== WRITTEN REQUEST A ==
Could you give the earnings call excerpt again in full, word for word?

== SOURCE PASSAGE ==
---

So far, the impact was more in the first two months of our fiscal year, May and June, slight more on May, you know. Right now, we have recovered, and we actually met our goals for the first quarter. We have more orders right now than our supply situation. We are observing this carefully. We're checking it carefully. The only impact was in May, and we were able to ship the orders and achieve and delivered on our goals from June onwards up until August. As you can see, I pointed out earlier, even in August, our performance on fresh that was a strong 44% above a year ago. At least 65% of that goes to the China market.
Just to build on that, our revenue for China fresh grew by 6% in Q1, and we are nicely poised to grow very strongly. Can't share the exact details with you, but by almost 30%-40% in Q2.
Thank you, Parag.
Nicely. Thanks.
Can you share more about the margin of fresh, the normal fresh versus the deluxe variant? Can you also share more details about the growth of S&W, especially in China? You mentioned before that you are expanding into other tier two and three cities in China with new distributors. What's the progress now?
Um-
Let's first.
You wanna take the margin, Parag, you know?
Let me take the margin one.
Yeah.
I think that's a little bit confidential to share exact details, but we can tell you fresh is our most profitable segment, and we make more than 40% of gross margin on the same. The premium deluxe that Cito took you through does command a premium, does command a increased profit of almost 25% than the standard Sweet 16.
Okay. Thank you, Parag. On the distribution side, just to let you know how we have progressed there. Over the past years, we have expanded our distribution in Tier 1 and Tier 2, and some of the Tier 3 cities. Right now, we are going into the balance of the Tier 3 and the Tier 4 cities now. In addition to expanding into the number of stores now, which we are now at about 18,000, we will move to 22,500 this year. We have also expanded our channels now. From the traditional fruit stores, we are also selling our pineapple to fruit tea shops now. This has provided significant added value to the product now, and it provided us a new revenue stream now to work on the China market. We're very bullish with the China market. We expect this year to be another stellar performance now for China.

---

Outline labeling records

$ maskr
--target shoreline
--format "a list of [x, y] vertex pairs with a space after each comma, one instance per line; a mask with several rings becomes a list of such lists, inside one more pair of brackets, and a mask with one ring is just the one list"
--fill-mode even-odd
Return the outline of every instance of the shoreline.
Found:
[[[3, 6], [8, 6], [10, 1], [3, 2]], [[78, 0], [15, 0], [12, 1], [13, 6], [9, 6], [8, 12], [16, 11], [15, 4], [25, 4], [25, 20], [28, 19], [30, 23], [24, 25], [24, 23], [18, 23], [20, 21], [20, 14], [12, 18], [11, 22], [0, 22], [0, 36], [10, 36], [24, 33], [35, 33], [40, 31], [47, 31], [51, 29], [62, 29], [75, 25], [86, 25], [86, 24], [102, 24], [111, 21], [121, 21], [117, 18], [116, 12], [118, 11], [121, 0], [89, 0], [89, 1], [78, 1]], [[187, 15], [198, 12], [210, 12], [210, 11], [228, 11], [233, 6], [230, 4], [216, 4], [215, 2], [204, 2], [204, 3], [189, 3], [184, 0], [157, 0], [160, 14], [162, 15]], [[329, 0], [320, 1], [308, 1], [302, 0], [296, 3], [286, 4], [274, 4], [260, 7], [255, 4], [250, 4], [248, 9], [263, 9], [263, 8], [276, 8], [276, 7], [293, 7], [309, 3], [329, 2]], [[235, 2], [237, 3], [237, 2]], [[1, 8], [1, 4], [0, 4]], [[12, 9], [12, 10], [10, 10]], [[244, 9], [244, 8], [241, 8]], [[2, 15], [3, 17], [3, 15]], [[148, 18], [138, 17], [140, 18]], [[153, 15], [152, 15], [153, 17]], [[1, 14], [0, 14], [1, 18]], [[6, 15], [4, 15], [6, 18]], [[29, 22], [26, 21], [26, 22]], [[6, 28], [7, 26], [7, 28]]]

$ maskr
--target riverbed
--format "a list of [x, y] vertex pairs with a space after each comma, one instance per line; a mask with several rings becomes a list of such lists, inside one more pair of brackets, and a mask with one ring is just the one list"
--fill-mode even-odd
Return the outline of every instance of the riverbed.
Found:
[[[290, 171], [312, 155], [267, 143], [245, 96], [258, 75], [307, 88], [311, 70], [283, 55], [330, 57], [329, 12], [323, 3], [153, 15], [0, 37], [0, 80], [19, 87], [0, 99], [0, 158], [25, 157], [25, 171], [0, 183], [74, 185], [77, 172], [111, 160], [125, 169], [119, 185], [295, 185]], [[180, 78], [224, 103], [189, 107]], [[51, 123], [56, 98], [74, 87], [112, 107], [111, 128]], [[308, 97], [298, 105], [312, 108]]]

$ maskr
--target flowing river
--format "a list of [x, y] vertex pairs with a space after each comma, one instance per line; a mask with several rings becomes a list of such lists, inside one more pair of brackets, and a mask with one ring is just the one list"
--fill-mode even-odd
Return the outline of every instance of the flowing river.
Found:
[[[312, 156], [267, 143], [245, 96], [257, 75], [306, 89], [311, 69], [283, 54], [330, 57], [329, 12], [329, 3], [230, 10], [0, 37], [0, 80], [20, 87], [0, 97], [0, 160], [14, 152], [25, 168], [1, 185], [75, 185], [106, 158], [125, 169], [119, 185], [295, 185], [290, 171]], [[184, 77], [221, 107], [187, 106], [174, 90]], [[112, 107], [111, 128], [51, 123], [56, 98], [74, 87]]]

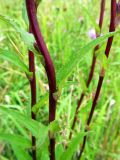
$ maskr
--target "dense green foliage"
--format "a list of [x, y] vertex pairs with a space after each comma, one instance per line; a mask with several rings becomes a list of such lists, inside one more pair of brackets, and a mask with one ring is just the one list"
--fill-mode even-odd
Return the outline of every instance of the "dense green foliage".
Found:
[[[38, 8], [38, 20], [56, 68], [58, 98], [56, 120], [48, 122], [48, 81], [44, 60], [33, 48], [34, 37], [28, 34], [25, 3], [20, 0], [0, 0], [0, 159], [31, 160], [31, 133], [37, 139], [39, 160], [49, 160], [48, 132], [56, 136], [56, 160], [75, 159], [75, 153], [85, 134], [88, 140], [83, 160], [120, 159], [120, 36], [108, 33], [110, 2], [107, 1], [103, 36], [91, 40], [88, 32], [99, 30], [99, 1], [43, 0]], [[119, 30], [119, 27], [117, 28]], [[115, 34], [109, 60], [104, 56], [106, 40]], [[93, 81], [86, 88], [94, 47], [97, 65]], [[37, 104], [30, 117], [30, 86], [27, 77], [28, 48], [35, 52]], [[106, 69], [104, 84], [88, 133], [84, 128], [96, 90], [101, 66]], [[27, 76], [26, 76], [27, 75]], [[82, 91], [85, 99], [79, 119], [68, 139], [77, 101]], [[65, 149], [65, 146], [68, 146]]]

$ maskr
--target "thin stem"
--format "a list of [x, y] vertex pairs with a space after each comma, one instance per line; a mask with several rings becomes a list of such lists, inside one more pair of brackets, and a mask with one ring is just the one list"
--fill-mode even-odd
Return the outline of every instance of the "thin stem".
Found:
[[[105, 10], [105, 1], [106, 0], [101, 0], [101, 9], [100, 9], [100, 18], [99, 18], [99, 28], [100, 28], [100, 33], [101, 33], [101, 29], [102, 29], [102, 24], [103, 24], [103, 18], [104, 18], [104, 10]], [[96, 37], [99, 37], [100, 34], [96, 33]], [[88, 80], [87, 80], [87, 88], [89, 87], [91, 81], [92, 81], [92, 78], [93, 78], [93, 74], [94, 74], [94, 69], [95, 69], [95, 64], [96, 64], [96, 51], [99, 49], [99, 46], [96, 46], [95, 49], [94, 49], [94, 52], [93, 52], [93, 59], [92, 59], [92, 65], [91, 65], [91, 69], [90, 69], [90, 72], [89, 72], [89, 77], [88, 77]], [[85, 96], [85, 93], [82, 92], [81, 96], [80, 96], [80, 99], [78, 101], [78, 105], [77, 105], [77, 108], [76, 108], [76, 111], [75, 111], [75, 116], [74, 116], [74, 119], [73, 119], [73, 123], [72, 123], [72, 127], [71, 127], [71, 131], [70, 131], [70, 135], [69, 135], [69, 139], [72, 138], [72, 131], [74, 130], [75, 128], [75, 124], [77, 122], [77, 117], [78, 117], [78, 113], [79, 113], [79, 109], [80, 109], [80, 106], [82, 104], [82, 101], [83, 101], [83, 98]]]
[[[38, 1], [35, 1], [36, 4], [36, 12], [38, 7]], [[32, 33], [32, 29], [29, 26], [29, 33]], [[35, 56], [32, 51], [29, 50], [28, 52], [29, 57], [29, 71], [32, 72], [32, 79], [29, 80], [30, 82], [30, 89], [31, 89], [31, 117], [32, 119], [36, 120], [36, 115], [32, 112], [32, 107], [36, 104], [36, 75], [35, 75]], [[32, 135], [32, 159], [36, 160], [36, 138]]]
[[[32, 79], [30, 79], [30, 88], [31, 88], [31, 110], [32, 107], [36, 104], [36, 76], [35, 76], [35, 62], [34, 62], [34, 53], [29, 51], [29, 70], [33, 73]], [[31, 113], [32, 119], [36, 119], [36, 115]], [[36, 160], [36, 138], [32, 136], [32, 158]]]
[[[47, 73], [48, 83], [49, 83], [49, 123], [50, 123], [55, 120], [56, 103], [57, 103], [56, 99], [54, 98], [54, 93], [56, 92], [55, 68], [39, 28], [35, 11], [35, 2], [33, 0], [26, 0], [26, 8], [32, 33], [35, 37], [39, 51], [41, 51], [41, 54], [43, 55], [45, 61], [44, 67]], [[54, 136], [49, 136], [49, 138], [50, 138], [50, 160], [55, 160], [55, 138]]]
[[[115, 18], [116, 18], [116, 0], [111, 0], [111, 22], [110, 22], [109, 32], [115, 31]], [[108, 42], [107, 42], [107, 46], [106, 46], [106, 50], [105, 50], [105, 55], [106, 55], [107, 58], [108, 58], [109, 53], [110, 53], [112, 42], [113, 42], [113, 36], [110, 37], [108, 39]], [[89, 114], [89, 117], [88, 117], [88, 120], [87, 120], [87, 127], [85, 129], [85, 132], [88, 131], [87, 128], [89, 128], [89, 126], [90, 126], [90, 123], [91, 123], [91, 120], [92, 120], [92, 117], [93, 117], [93, 114], [94, 114], [94, 111], [95, 111], [95, 107], [97, 105], [97, 101], [98, 101], [98, 98], [99, 98], [99, 95], [100, 95], [100, 91], [101, 91], [101, 88], [102, 88], [104, 76], [105, 76], [105, 70], [102, 67], [101, 73], [100, 73], [100, 76], [99, 76], [99, 81], [98, 81], [98, 85], [97, 85], [96, 94], [95, 94], [95, 97], [94, 97], [94, 100], [93, 100], [93, 103], [92, 103], [92, 108], [91, 108], [91, 111], [90, 111], [90, 114]], [[87, 141], [87, 136], [84, 136], [83, 144], [82, 144], [82, 147], [81, 147], [81, 150], [80, 150], [80, 155], [78, 156], [79, 160], [80, 160], [80, 158], [82, 156], [82, 153], [85, 149], [86, 141]]]

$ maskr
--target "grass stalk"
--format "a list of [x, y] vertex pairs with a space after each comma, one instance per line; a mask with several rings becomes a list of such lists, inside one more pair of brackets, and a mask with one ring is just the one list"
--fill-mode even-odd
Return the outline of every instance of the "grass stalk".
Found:
[[[116, 18], [116, 0], [111, 0], [111, 20], [110, 20], [109, 32], [114, 32], [115, 31], [115, 18]], [[109, 54], [110, 54], [110, 49], [111, 49], [111, 46], [112, 46], [112, 42], [113, 42], [113, 36], [108, 38], [108, 42], [107, 42], [107, 46], [106, 46], [106, 50], [105, 50], [105, 55], [106, 55], [107, 58], [109, 57]], [[97, 105], [97, 101], [98, 101], [98, 98], [99, 98], [99, 95], [100, 95], [100, 91], [101, 91], [101, 88], [102, 88], [104, 77], [105, 77], [105, 69], [104, 69], [104, 67], [102, 67], [101, 68], [101, 73], [100, 73], [100, 76], [99, 76], [99, 81], [98, 81], [96, 93], [95, 93], [95, 97], [94, 97], [92, 107], [91, 107], [91, 111], [90, 111], [90, 114], [89, 114], [89, 117], [88, 117], [88, 120], [87, 120], [87, 125], [86, 125], [87, 127], [85, 128], [85, 132], [87, 132], [88, 131], [87, 128], [90, 127], [90, 123], [91, 123], [91, 120], [92, 120], [92, 117], [93, 117], [93, 114], [94, 114], [94, 111], [95, 111], [95, 108], [96, 108], [96, 105]], [[80, 154], [78, 156], [79, 160], [81, 159], [82, 153], [85, 149], [86, 141], [87, 141], [87, 136], [84, 136], [82, 147], [81, 147], [81, 150], [80, 150]]]
[[[104, 19], [105, 2], [106, 2], [106, 0], [101, 0], [101, 4], [100, 4], [100, 6], [101, 6], [100, 7], [100, 17], [99, 17], [100, 33], [101, 33], [101, 30], [102, 30], [102, 24], [103, 24], [103, 19]], [[99, 37], [100, 33], [96, 33], [96, 37]], [[93, 52], [92, 65], [91, 65], [91, 69], [90, 69], [90, 72], [89, 72], [88, 80], [87, 80], [87, 83], [86, 83], [87, 88], [89, 87], [89, 85], [90, 85], [90, 83], [92, 81], [92, 78], [93, 78], [95, 64], [96, 64], [96, 55], [95, 55], [95, 53], [96, 53], [96, 51], [98, 49], [99, 49], [99, 46], [96, 46], [95, 49], [94, 49], [94, 52]], [[70, 131], [70, 134], [69, 134], [69, 139], [72, 138], [72, 134], [73, 134], [72, 131], [75, 128], [75, 124], [77, 122], [77, 117], [78, 117], [79, 109], [80, 109], [80, 106], [81, 106], [82, 101], [84, 99], [84, 96], [85, 96], [85, 93], [82, 92], [82, 94], [80, 95], [80, 99], [78, 101], [78, 104], [77, 104], [77, 108], [76, 108], [76, 111], [75, 111], [74, 118], [73, 118], [73, 123], [72, 123], [71, 131]]]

---

== WRITTEN REQUEST B ==
Which lines of the records contain the string "shoreline"? Pick out every such line and copy it in full, treating case as significant.

== COMPLETE ANSWER A ==
So far, the impact was more in the first two months of our fiscal year, May and June, slight more on May, you know. Right now, we have recovered, and we actually met our goals for the first quarter. We have more orders right now than our supply situation. We are observing this carefully. We're checking it carefully. The only impact was in May, and we were able to ship the orders and achieve and delivered on our goals from June onwards up until August. As you can see, I pointed out earlier, even in August, our performance on fresh that was a strong 44% above a year ago. At least 65% of that goes to the China market.
Just to build on that, our revenue for China fresh grew by 6% in Q1, and we are nicely poised to grow very strongly. Can't share the exact details with you, but by almost 30%-40% in Q2.
Thank you, Parag.
Nicely. Thanks.
Can you share more about the margin of fresh, the normal fresh versus the deluxe variant? Can you also share more details about the growth of S&W, especially in China? You mentioned before that you are expanding into other tier two and three cities in China with new distributors. What's the progress now?
Um-
Let's first.
You wanna take the margin, Parag, you know?
Let me take the margin one.
Yeah.
I think that's a little bit confidential to share exact details, but we can tell you fresh is our most profitable segment, and we make more than 40% of gross margin on the same. The premium deluxe that Cito took you through does command a premium, does command a increased profit of almost 25% than the standard Sweet 16.
Okay. Thank you, Parag. On the distribution side, just to let you know how we have progressed there. Over the past years, we have expanded our distribution in Tier 1 and Tier 2, and some of the Tier 3 cities. Right now, we are going into the balance of the Tier 3 and the Tier 4 cities now. In addition to expanding into the number of stores now, which we are now at about 18,000, we will move to 22,500 this year. We have also expanded our channels now. From the traditional fruit stores, we are also selling our pineapple to fruit tea shops now. This has provided significant added value to the product now, and it provided us a new revenue stream now to work on the China market. We're very bullish with the China market. We expect this year to be another stellar performance now for China.

== COMPLETE ANSWER B ==
--target shoreline
Return the outline of every instance of the shoreline.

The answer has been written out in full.